*WORK INSTRUCTIONS:* Give a verbatim repeat of the lines that run from the line containing "of the evergreen" to the end of the data below.

Coordinate annotation entries
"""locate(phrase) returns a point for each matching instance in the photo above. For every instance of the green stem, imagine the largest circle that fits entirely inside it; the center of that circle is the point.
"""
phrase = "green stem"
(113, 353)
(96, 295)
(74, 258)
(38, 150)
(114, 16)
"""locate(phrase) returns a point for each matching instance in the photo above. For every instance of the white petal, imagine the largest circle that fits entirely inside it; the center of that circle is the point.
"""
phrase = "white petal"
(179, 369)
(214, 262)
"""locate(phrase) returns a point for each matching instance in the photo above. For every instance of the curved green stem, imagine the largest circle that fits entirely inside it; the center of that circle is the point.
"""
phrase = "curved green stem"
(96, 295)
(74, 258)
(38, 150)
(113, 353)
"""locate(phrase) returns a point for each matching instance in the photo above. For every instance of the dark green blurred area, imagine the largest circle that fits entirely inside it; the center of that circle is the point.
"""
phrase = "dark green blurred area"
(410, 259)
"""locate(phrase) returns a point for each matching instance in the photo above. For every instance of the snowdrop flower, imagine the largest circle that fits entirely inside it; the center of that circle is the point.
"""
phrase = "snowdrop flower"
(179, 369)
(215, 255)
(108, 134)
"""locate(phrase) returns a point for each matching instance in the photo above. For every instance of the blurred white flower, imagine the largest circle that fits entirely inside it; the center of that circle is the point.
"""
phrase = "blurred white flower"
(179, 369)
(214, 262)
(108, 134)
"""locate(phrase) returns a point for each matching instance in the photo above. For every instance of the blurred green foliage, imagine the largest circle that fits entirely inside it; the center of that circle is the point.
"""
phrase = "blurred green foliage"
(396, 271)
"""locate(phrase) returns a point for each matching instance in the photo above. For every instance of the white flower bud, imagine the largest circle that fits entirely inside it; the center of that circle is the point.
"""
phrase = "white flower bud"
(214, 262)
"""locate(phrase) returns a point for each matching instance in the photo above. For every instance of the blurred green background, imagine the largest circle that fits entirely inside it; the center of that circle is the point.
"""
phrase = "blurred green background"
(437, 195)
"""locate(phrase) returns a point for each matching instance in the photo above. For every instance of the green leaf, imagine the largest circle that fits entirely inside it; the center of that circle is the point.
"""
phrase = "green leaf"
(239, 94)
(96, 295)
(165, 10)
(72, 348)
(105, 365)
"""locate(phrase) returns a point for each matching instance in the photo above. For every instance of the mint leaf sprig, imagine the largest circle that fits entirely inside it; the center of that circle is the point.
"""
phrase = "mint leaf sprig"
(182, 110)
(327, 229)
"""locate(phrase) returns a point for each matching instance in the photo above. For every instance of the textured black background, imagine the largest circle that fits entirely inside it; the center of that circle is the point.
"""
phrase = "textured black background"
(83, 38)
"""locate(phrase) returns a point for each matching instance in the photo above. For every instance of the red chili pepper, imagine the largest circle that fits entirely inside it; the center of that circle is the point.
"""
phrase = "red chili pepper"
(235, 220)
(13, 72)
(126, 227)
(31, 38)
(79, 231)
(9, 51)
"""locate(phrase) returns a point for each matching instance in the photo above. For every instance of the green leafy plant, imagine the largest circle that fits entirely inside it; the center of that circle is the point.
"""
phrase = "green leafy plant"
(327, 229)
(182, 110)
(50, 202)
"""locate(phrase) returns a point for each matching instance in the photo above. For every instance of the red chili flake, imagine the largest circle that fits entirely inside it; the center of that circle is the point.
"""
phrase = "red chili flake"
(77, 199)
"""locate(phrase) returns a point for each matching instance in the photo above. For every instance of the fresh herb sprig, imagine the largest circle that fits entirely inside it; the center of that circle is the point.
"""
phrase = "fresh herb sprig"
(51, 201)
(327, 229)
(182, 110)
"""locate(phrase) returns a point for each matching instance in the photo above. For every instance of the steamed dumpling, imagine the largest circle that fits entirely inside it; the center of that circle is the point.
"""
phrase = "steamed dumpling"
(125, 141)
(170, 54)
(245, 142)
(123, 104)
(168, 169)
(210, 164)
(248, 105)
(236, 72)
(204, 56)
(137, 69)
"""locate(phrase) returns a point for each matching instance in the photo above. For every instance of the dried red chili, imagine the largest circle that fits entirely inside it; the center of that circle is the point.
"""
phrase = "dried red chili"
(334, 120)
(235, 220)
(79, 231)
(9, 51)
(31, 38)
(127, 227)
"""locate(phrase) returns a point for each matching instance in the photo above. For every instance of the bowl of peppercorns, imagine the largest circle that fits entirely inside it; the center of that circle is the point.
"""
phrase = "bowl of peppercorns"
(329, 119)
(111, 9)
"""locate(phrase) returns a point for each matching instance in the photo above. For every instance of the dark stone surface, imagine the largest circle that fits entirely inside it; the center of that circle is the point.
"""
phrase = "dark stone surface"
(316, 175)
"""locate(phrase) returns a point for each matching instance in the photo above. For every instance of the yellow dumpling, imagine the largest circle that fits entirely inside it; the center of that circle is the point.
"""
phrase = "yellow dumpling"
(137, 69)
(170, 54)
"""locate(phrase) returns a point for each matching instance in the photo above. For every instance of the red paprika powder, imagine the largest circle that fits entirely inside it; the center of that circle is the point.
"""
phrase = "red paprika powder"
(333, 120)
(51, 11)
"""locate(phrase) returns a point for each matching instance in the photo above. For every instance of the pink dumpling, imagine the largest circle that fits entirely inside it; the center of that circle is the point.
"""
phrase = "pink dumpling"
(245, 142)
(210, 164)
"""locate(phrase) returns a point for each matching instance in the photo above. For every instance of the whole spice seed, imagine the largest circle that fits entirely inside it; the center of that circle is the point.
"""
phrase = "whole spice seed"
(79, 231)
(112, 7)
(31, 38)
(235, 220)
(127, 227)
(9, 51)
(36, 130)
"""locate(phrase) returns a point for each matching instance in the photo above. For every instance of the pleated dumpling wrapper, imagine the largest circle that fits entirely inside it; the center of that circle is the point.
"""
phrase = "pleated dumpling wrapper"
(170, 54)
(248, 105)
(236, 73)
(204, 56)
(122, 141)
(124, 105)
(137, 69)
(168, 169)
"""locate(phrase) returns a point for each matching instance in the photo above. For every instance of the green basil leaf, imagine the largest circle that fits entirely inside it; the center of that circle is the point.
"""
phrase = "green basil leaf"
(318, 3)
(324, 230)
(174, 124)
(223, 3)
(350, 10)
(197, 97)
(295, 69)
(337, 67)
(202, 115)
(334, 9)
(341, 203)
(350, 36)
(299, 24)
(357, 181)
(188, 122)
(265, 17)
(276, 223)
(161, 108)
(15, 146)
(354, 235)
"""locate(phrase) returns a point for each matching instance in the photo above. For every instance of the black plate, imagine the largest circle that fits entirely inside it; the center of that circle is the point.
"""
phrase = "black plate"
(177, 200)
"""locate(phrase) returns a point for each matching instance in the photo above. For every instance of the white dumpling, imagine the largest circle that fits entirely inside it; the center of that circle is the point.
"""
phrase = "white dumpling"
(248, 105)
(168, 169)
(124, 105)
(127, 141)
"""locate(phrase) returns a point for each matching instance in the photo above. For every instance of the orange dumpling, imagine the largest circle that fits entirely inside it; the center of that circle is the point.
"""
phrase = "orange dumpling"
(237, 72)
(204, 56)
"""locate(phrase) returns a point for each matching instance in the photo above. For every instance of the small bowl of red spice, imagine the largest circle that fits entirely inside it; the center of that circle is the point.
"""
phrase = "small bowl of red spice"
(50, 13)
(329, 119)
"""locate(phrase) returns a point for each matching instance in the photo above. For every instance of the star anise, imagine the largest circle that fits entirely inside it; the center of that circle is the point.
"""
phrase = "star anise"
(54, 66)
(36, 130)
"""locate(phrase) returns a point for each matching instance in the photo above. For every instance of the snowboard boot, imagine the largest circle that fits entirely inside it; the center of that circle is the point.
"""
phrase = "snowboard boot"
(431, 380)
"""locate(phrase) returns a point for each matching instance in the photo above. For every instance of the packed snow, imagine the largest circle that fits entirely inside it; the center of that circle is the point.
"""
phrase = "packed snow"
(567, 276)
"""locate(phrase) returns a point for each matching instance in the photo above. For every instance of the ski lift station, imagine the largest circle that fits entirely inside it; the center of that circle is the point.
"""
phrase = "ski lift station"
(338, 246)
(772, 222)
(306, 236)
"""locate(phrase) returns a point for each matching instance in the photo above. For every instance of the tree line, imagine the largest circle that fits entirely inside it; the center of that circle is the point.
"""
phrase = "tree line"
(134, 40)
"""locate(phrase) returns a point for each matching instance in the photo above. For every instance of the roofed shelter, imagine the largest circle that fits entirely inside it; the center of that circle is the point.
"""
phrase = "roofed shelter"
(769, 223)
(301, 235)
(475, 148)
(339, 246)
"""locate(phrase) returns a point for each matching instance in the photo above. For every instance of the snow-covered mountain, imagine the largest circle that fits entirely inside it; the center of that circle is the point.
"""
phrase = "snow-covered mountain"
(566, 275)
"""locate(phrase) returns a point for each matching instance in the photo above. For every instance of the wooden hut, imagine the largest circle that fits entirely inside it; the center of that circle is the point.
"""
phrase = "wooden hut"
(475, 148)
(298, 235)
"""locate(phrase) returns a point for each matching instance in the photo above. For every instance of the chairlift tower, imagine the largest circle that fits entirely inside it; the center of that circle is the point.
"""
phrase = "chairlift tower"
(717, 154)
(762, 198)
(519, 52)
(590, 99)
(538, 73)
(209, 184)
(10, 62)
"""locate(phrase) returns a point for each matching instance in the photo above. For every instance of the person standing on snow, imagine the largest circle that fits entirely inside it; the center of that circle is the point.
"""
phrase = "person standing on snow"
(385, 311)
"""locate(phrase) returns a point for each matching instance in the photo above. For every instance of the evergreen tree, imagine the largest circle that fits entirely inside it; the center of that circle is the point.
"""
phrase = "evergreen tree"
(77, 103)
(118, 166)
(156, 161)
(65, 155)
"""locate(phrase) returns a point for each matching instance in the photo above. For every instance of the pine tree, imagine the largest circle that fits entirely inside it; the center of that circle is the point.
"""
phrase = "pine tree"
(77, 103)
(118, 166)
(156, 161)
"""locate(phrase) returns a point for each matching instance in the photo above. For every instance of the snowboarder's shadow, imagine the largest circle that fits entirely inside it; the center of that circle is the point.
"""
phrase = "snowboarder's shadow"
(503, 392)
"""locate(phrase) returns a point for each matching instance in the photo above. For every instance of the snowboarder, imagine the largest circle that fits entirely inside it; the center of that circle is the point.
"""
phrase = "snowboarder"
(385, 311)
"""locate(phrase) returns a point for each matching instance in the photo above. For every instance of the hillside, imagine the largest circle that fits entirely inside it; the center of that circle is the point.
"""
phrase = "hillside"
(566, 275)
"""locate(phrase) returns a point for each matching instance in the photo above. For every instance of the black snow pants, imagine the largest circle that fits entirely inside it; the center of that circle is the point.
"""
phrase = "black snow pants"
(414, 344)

*ANSWER TO THIS PROBLEM:*
"""locate(phrase) returns a point for each matching instance in the photo above. For every instance of the evergreen tree, imagine the largest circle that fits entirely inside it; the center of that circle is the point.
"""
phrase = "evergreen tree"
(77, 103)
(118, 166)
(156, 161)
(65, 155)
"""locate(phrase) returns a point for each matching instance in the photo above. For every instance of the pine tree, imagine the largest circle that fits entirely inside it; the center of that circle is the point.
"""
phrase = "pine tree"
(77, 103)
(118, 166)
(156, 161)
"""locate(phrase) returns a point for each matching instance in the photo above. For every instance of the snowboarder's shadow, imagine the largest circle that fits entirely inside it; the center of that circle is the point.
"""
phrase = "snowboarder's shadow"
(503, 392)
"""locate(phrase) returns a point for each matching instance in the photo above. For every instance of the snowboarder, imagine the largest circle that fits entirely inside it; the center of that circle is the point.
"""
phrase = "snowboarder"
(385, 311)
"""locate(phrase) returns a point for each matching instance in the photo above. For every instance of the hillside, imagine the largest circle that fits entirely inside it; the center of that circle is the point.
"""
phrase = "hillside"
(566, 275)
"""locate(phrase) returns a point for each matching instance in the photo above. For every instance of the black snow pants, imagine the largest circle that fits entirely inside it; the center of that circle is the point.
"""
phrase = "black snow pants"
(414, 344)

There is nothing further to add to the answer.